For each entry that follows, produce an exact copy.

(Extracted material Opens)

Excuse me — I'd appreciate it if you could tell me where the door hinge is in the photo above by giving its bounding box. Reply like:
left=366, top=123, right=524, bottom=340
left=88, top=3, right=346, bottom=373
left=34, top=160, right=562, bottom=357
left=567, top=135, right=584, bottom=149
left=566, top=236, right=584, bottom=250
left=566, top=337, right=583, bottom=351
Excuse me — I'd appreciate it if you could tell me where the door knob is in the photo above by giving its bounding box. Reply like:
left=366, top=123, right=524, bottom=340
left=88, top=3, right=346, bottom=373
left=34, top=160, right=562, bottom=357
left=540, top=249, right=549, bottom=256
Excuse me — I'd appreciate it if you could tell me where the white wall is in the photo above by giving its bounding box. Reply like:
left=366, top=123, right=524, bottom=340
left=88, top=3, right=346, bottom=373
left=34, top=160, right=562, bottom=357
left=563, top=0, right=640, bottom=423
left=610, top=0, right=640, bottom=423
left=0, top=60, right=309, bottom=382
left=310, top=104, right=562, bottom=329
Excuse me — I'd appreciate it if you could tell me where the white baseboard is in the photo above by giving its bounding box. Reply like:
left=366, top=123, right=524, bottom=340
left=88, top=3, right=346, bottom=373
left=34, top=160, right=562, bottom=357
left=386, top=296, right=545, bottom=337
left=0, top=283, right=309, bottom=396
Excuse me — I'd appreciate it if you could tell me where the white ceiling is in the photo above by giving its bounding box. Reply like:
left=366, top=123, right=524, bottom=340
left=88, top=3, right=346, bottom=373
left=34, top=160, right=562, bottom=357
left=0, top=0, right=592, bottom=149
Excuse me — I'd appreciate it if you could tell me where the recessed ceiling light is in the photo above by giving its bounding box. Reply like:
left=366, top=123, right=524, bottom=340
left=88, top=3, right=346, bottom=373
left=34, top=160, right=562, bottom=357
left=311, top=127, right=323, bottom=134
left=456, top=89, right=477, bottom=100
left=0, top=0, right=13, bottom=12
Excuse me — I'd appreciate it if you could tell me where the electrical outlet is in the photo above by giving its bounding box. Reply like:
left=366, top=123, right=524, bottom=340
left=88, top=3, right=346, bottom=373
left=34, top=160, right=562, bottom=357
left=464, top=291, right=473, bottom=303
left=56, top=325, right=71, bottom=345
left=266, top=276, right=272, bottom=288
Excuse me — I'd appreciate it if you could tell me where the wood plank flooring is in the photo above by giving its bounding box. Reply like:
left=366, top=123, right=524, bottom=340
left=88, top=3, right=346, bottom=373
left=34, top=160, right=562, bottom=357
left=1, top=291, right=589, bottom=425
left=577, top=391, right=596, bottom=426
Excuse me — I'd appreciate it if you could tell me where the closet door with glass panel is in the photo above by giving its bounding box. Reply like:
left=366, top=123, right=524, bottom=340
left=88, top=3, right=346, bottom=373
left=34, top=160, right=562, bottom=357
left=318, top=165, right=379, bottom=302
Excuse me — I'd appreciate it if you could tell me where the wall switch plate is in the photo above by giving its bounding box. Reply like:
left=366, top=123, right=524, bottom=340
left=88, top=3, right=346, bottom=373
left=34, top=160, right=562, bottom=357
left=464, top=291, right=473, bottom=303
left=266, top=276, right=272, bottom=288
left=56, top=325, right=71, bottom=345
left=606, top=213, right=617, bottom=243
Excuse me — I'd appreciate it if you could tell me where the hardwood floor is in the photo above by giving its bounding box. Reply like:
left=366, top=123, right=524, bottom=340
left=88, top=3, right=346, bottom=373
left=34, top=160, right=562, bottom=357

(Extracted material Closes)

Answer to this task –
Excuse me — I'd appreciate it if you could tell me where the door hinge is in the photo above by giving its bounding box. Reply like:
left=366, top=123, right=524, bottom=340
left=88, top=3, right=346, bottom=373
left=34, top=160, right=562, bottom=357
left=567, top=135, right=584, bottom=149
left=566, top=236, right=584, bottom=250
left=566, top=337, right=583, bottom=351
Excuse me — I'd appreciate it if you could tell me where the door knob is in the photo above by giving its bounding box. Reply like:
left=366, top=123, right=524, bottom=340
left=88, top=3, right=346, bottom=373
left=34, top=160, right=562, bottom=357
left=540, top=249, right=549, bottom=256
Excuse me — I'd appreciate it if you could tell me where the white wall is in the photo above by giving its bounding box. Reply like:
left=366, top=123, right=524, bottom=340
left=88, top=3, right=346, bottom=373
left=34, top=160, right=562, bottom=357
left=563, top=0, right=640, bottom=423
left=610, top=0, right=640, bottom=423
left=0, top=60, right=309, bottom=382
left=310, top=104, right=562, bottom=329
Excuse me — I'd appreciate it if you could tell me where the white baseboard is in the photo above by giving its bounding box. Reply like:
left=366, top=123, right=524, bottom=340
left=88, top=3, right=346, bottom=373
left=34, top=160, right=562, bottom=357
left=386, top=296, right=545, bottom=337
left=0, top=283, right=309, bottom=396
Excuse me — I'd appreciate it if you could tell me where the white ceiling is in the photo above by giving its bounding box. Reply like:
left=366, top=123, right=524, bottom=340
left=88, top=3, right=346, bottom=373
left=34, top=160, right=562, bottom=357
left=0, top=0, right=592, bottom=149
Excuse me — I'd appreciate it if you could tell me where the recessed ceiling light is in the photo above by giving its bounding box. Reply like:
left=366, top=123, right=524, bottom=340
left=88, top=3, right=346, bottom=373
left=34, top=160, right=562, bottom=357
left=311, top=127, right=323, bottom=134
left=456, top=89, right=477, bottom=100
left=0, top=0, right=13, bottom=12
Excuse me — I'd appreciate it if you could tell me where the electrical outlet is in the photo above by giving its bounding box. Reply like:
left=366, top=123, right=524, bottom=340
left=88, top=3, right=346, bottom=373
left=34, top=160, right=562, bottom=357
left=464, top=291, right=473, bottom=303
left=56, top=325, right=71, bottom=345
left=266, top=276, right=272, bottom=288
Excuse me — I'd appreciate it if you could tell me where the wood plank flooring is in the photo above by giving its bounding box. Reply like:
left=366, top=123, right=524, bottom=340
left=88, top=3, right=346, bottom=373
left=34, top=160, right=562, bottom=357
left=1, top=291, right=589, bottom=425
left=577, top=391, right=596, bottom=426
Excuse me — I'd appreciate it if you could tell me where the closet door with glass panel is in the photo above by giving its bounding box. Reply like:
left=366, top=123, right=524, bottom=340
left=88, top=3, right=346, bottom=373
left=34, top=160, right=562, bottom=357
left=318, top=165, right=379, bottom=302
Excuse me — I'd appreciate it if you could tell me where the wall switch plate is in the photo above by giving its bounding box. Reply like:
left=366, top=123, right=524, bottom=340
left=88, top=3, right=346, bottom=373
left=34, top=160, right=562, bottom=357
left=464, top=291, right=473, bottom=303
left=266, top=276, right=272, bottom=288
left=56, top=325, right=71, bottom=345
left=606, top=213, right=617, bottom=243
Excuse me — I'd appreciate it if you could tell me where the hardwood floor is in the photo above by giving its bounding box. Reply like:
left=366, top=123, right=524, bottom=340
left=88, top=3, right=346, bottom=373
left=34, top=160, right=562, bottom=357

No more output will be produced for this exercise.